Position identification records:
=====
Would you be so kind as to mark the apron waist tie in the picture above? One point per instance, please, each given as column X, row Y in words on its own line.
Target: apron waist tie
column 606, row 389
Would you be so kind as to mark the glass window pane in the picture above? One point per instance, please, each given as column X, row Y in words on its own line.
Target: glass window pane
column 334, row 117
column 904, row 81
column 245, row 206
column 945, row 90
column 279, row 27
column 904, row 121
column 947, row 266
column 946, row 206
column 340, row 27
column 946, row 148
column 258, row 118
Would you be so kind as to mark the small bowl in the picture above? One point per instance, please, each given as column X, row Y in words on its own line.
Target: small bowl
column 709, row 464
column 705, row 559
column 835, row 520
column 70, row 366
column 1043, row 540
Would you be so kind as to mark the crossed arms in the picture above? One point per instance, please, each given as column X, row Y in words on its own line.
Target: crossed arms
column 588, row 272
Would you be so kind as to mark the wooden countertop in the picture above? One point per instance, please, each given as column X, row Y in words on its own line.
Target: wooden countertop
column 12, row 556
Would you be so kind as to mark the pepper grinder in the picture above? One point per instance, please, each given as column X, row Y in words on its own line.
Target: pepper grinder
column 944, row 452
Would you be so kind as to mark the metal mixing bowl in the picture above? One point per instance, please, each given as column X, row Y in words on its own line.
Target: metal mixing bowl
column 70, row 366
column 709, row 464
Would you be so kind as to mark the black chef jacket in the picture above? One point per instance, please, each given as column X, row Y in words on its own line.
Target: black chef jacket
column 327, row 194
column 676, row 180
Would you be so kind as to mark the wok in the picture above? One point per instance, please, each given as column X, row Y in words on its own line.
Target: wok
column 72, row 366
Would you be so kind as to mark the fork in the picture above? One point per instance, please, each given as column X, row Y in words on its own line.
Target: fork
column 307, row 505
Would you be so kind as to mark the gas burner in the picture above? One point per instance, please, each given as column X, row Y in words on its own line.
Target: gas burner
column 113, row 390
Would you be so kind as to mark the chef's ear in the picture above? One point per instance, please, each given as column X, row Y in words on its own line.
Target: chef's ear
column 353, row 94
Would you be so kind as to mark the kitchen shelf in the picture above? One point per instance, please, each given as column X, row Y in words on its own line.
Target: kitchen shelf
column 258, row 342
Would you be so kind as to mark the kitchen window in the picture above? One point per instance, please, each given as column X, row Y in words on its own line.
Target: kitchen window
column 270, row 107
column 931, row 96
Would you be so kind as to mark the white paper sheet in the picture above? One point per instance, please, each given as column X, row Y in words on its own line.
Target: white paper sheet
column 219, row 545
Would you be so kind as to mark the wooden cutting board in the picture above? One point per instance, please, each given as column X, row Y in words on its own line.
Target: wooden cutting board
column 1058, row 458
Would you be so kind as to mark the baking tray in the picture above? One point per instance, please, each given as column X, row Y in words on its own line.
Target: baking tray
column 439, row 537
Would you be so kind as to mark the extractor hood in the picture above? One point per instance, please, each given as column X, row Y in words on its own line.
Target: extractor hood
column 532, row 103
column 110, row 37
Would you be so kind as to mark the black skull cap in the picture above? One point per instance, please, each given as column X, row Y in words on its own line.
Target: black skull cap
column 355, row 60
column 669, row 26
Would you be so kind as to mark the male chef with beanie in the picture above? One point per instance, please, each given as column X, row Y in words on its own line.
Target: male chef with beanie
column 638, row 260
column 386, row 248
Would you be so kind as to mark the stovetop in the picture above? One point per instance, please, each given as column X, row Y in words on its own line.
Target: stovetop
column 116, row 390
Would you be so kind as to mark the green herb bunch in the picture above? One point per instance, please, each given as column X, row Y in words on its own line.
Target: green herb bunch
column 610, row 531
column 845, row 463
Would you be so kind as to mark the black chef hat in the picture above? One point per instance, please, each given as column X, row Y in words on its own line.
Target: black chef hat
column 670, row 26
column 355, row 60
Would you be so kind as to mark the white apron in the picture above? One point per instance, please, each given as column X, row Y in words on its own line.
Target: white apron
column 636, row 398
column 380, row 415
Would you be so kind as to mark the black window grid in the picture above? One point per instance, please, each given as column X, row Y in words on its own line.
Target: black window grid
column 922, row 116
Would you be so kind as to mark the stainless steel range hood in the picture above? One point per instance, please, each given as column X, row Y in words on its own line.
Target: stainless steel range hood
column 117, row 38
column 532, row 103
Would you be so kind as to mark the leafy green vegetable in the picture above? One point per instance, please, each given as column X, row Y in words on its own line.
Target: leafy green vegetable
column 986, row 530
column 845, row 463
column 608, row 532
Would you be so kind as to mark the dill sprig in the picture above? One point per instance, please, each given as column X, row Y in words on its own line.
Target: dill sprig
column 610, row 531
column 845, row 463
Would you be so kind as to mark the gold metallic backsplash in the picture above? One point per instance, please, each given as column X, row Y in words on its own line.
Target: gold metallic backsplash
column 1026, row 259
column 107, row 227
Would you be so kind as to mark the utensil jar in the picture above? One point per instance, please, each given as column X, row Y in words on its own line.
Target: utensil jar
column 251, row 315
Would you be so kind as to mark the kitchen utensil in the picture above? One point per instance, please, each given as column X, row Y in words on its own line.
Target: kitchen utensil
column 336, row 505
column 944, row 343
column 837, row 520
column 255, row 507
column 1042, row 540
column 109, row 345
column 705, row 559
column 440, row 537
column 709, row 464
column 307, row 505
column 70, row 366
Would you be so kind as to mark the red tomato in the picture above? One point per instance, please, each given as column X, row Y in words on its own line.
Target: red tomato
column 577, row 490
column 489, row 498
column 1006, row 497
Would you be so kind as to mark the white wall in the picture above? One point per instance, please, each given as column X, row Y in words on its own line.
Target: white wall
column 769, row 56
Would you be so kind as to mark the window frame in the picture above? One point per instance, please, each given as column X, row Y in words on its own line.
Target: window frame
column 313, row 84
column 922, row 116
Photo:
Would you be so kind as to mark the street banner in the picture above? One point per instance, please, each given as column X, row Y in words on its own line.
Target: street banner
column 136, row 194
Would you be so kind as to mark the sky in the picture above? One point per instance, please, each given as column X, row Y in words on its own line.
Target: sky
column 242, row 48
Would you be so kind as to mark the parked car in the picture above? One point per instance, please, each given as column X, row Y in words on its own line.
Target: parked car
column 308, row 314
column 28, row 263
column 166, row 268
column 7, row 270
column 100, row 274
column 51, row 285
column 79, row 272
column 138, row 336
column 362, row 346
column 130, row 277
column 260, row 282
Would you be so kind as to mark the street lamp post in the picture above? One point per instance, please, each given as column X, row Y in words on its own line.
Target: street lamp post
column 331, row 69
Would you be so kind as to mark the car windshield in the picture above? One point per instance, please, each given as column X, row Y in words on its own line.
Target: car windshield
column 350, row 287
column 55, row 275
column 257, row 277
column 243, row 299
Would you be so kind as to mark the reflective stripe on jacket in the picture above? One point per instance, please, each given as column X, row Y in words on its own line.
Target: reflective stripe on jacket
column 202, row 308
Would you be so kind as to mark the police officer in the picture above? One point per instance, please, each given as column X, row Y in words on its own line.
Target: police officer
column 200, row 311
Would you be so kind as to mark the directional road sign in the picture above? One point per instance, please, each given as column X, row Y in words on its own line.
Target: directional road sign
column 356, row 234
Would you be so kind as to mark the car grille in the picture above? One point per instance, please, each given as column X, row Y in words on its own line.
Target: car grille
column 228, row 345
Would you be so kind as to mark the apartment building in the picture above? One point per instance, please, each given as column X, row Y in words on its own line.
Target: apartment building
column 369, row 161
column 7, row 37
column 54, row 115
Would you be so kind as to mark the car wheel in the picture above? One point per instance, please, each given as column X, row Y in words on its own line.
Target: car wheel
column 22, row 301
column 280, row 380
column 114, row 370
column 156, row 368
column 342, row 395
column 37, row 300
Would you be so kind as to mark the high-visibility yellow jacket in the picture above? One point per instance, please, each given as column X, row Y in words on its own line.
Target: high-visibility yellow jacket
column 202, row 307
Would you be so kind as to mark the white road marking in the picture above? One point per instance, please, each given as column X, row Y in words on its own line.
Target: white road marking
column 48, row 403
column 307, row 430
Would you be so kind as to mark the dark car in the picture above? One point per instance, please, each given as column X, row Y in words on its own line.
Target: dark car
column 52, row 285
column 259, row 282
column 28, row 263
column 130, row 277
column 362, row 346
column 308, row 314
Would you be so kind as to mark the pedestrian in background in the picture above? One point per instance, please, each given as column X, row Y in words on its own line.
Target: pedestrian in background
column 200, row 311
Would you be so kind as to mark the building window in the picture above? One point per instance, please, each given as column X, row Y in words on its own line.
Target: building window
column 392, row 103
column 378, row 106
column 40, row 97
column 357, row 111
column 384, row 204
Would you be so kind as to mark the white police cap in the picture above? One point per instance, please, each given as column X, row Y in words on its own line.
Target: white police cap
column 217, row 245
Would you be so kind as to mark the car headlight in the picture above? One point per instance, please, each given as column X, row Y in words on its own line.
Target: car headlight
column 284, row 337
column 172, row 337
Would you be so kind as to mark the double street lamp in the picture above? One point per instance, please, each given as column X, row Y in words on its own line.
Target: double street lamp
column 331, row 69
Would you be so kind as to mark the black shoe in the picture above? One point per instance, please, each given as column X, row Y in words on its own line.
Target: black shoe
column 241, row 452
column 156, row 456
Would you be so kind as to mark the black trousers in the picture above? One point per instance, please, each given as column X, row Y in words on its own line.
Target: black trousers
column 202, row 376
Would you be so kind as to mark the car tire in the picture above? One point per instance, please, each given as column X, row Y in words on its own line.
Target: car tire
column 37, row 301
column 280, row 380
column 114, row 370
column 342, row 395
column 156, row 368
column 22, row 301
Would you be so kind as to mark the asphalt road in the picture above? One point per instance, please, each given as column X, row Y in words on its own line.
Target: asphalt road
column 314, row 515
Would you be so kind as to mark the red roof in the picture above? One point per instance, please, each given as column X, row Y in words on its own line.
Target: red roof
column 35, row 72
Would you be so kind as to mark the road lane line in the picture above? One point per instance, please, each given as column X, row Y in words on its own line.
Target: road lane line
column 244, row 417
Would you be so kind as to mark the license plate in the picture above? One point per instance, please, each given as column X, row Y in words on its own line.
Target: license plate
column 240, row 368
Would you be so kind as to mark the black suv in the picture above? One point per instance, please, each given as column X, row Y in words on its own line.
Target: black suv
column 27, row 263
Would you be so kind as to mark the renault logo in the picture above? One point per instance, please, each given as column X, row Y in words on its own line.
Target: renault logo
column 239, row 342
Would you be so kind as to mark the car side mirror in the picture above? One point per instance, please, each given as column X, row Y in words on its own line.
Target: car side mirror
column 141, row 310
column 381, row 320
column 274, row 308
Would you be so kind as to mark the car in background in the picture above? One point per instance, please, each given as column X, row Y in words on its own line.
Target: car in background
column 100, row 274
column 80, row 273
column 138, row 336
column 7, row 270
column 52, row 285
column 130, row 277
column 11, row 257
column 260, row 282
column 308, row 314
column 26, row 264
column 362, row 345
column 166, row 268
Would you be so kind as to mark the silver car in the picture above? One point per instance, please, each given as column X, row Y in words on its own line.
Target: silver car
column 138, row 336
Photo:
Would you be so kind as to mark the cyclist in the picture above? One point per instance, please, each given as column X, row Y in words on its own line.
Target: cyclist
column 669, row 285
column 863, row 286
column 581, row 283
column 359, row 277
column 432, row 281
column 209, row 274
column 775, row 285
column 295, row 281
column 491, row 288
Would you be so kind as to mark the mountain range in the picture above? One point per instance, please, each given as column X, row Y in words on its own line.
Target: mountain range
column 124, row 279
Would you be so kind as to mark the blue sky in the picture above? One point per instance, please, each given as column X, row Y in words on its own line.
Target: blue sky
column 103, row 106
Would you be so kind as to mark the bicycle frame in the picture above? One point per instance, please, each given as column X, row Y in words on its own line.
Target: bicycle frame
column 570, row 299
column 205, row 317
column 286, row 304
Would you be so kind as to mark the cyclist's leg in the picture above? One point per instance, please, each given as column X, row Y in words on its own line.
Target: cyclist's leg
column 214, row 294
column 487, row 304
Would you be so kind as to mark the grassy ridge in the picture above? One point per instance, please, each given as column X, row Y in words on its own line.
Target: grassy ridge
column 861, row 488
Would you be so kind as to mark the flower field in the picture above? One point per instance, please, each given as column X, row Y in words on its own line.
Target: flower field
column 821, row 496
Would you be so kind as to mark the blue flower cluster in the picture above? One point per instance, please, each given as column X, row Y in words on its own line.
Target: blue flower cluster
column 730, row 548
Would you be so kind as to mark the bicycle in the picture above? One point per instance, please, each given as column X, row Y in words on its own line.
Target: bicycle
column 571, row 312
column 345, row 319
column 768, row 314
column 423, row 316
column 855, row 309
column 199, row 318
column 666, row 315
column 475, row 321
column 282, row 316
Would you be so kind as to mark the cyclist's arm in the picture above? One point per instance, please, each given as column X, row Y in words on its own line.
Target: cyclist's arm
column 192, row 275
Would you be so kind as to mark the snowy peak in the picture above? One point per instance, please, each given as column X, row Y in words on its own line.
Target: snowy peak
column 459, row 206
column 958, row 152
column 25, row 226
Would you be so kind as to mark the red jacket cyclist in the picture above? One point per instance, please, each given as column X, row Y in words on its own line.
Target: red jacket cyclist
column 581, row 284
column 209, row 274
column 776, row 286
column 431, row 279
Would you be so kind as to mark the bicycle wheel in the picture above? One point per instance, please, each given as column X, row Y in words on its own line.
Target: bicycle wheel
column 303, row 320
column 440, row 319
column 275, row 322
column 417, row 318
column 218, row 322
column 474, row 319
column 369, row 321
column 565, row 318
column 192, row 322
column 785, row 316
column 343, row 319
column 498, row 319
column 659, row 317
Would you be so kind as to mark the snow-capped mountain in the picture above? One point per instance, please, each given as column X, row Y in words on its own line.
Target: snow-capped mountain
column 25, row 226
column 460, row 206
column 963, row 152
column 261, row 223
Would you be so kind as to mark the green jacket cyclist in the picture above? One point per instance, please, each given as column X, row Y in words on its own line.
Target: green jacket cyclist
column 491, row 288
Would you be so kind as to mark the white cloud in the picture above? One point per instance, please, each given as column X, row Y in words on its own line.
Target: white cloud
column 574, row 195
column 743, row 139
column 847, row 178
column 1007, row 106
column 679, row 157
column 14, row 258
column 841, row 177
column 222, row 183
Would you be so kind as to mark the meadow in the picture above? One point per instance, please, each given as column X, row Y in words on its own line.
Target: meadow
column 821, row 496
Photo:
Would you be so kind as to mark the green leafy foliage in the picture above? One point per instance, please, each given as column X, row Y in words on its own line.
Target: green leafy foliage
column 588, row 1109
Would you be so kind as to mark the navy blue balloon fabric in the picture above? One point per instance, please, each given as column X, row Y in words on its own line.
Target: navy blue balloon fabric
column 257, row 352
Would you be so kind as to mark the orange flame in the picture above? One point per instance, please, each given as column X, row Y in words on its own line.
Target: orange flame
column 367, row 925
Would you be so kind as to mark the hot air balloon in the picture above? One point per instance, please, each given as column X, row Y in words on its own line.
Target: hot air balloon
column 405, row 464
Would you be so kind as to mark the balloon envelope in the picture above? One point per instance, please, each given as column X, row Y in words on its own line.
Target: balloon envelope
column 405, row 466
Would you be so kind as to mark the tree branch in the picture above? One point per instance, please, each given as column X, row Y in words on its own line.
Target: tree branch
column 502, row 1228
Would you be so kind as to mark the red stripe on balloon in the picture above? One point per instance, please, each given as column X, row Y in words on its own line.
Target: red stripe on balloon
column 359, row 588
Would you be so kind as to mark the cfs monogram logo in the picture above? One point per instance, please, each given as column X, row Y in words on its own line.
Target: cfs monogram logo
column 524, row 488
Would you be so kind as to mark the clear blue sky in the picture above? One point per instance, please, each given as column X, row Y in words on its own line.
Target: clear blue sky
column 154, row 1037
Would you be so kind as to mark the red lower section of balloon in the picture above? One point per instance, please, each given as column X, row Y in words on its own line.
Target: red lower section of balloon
=====
### TASK
Reproduce everything from the line containing "Would you be so kind as to mark the cyclist's leg" down to the line containing "column 487, row 304", swapping "cyclist's leg" for "rider's leg" and leaving all else unchanged.

### FINAL RESULT
Would you be so kind as to mark the rider's leg in the picture above? One point per instance, please, each given as column X, row Y in words on its own line.
Target: rider's leg
column 214, row 294
column 487, row 304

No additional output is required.